Consegna 1 -
Risponda alle seguenti domande sul brano dedicato al Padre in cui possiamo confidare:
(a) Quale mese e anno accompagnano il brano?
(b) Quale passo delle Scritture viene richiamato tra parentesi?
(c) Che cosa fu chiesto al padre di chi racconta?
Consegna 2 -
Stabilisca se ciascuna affermazione concorda con il brano dedicato al Padre in cui possiamo confidare, rispondendo sì o no e citando le parole del brano che lo decidono:
(a) Chi racconta aveva un fratello minore.
(b) Alla nascita di chi racconta, la guerra aveva già raggiunto l'Europa.
(c) La madre parlava del marito quando riceveva da lui una lettera.
Consegna 3 -
Prosegua il brano dedicato al Padre in cui possiamo confidare, cominciando dopo la sua ultima frase.

Estratto della fonte -
***
1990–1999
Abbiamo tutti un Padre in cui possiamo confidare
Aprile 1994


Abbiamo tutti un Padre in cui possiamo confidare

Siamo veramente Sua progenie, ed Egli non è mai lontano da ognuno di noi (vedi Atti 17:27).

Quando nacqui, le nuvole della guerra avevano già coperto l’Europa e stavano attraversando la Manica per raggiungere anche le coste della Gran Bretagna. A mio padre, come a migliaia di altri uomini della sua generazione, fu chiesto di presentarsi per il servizio militare attivo. Io e il mio fratello maggiore fummo protetti dalle minacce e dal senso di paura che ci circondava da una madre che faceva di tutto per compensare l’assenza di mio padre, coinvolgendoci in innumerevoli attività. Da questo appresi che quando i padri sono assenti, le madri possono ricevere delle benedizioni che compenseranno tale assenza. Nella mia mente vi sono molti ricordi di quei giorni, e ricordo che la sentivo tanto parlare del suo amato marito quando riceveva da lui una lettera, anche se non capivo del tutto chi fosse e cosa stesse facendo.
***
Materiale fornito -
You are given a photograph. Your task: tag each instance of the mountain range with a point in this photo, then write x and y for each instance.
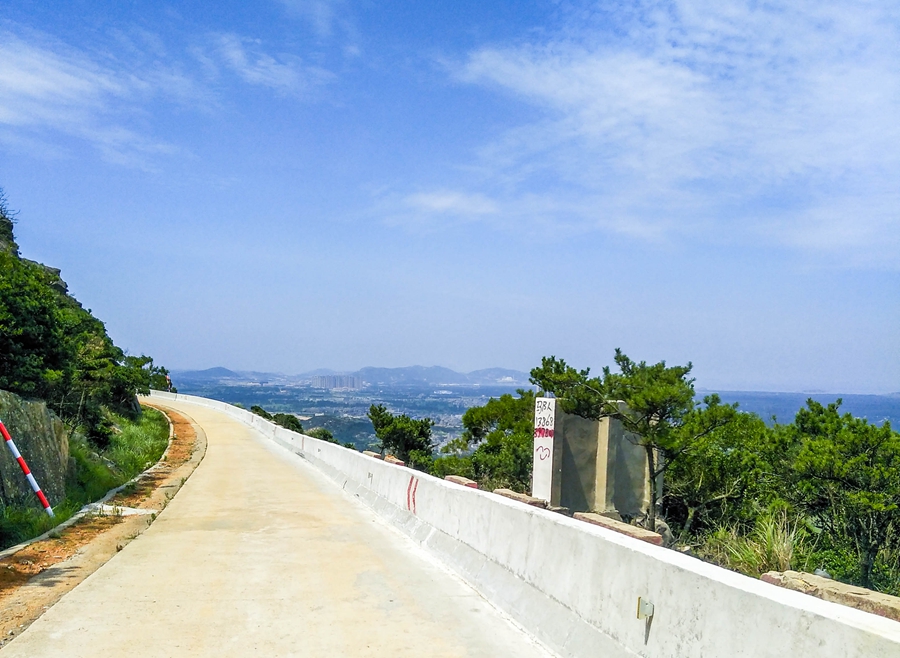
***
Risposta 1 -
(a) Aprile 1994.
(b) Atti 17:27.
(c) Di presentarsi per il servizio militare attivo.

Risposta 2 -
(a) No: «Io e il mio fratello maggiore».
(b) Sì: «le nuvole della guerra avevano già coperto l’Europa».
(c) Sì: «la sentivo tanto parlare del suo amato marito quando riceveva da lui una lettera».

Risposta 3 -
Ricordo che incontrai mio padre per la prima volta quando avevo cinque anni. Ci portarono un telegramma. Mia madre rimase immobile, con la busta gialla in mano, senza fare nemmeno il gesto di aprirla. Non mi rendevo conto allora, come invece faccio oggi, del motivo della sua riluttanza e di quello che il telegramma poteva significare. Alla fine, con grande difficoltà, ella aprì con mani malferme la busta. Quella semplice operazione sembrò richiedere un tempo interminabile. Anche quando aprì il telegramma e ne lesse il contenuto, la mamma non ebbe una reazione immediata. Finalmente, agitando il telegramma sopra la testa, mia madre esclamò con gioia: «Papà torna a casa! Papà torna a casa!»

I genitori di mio padre vivevano nella casa accanto alla nostra. La mamma, tenendo sollevato in aria il telegramma, saltellando di gioia, si diresse verso la casa dei nonni, gridando: «Papà torna a casa! Papà torna a casa!» Mio fratello, seguendola da vicino, gridava: «Papà torna a casa! Papà torna a casa!» Io chiudevo la colonna, gridando anch’io a piena voce: «Papà torna a casa! Papà torna a casa! Chi è papà?»

Il mattino dopo, quando mi svegliai, vidi seduto sul bordo del letto un uomo che teneva in mano un pallone da calcio di cuoio proveniente dall’Italia. Chiese se a me e a mio fratello sarebbe piaciuto giocare a calcio con lui. Acconsentii con un po’ di esitazione, e ci recammo subito in un campo improvvisato dietro casa nostra, dove giocammo insieme. Quello fu l’inizio della costante influenza di mio padre sulla mia vita. Volevo trascorrere ogni momento possibile in sua compagnia.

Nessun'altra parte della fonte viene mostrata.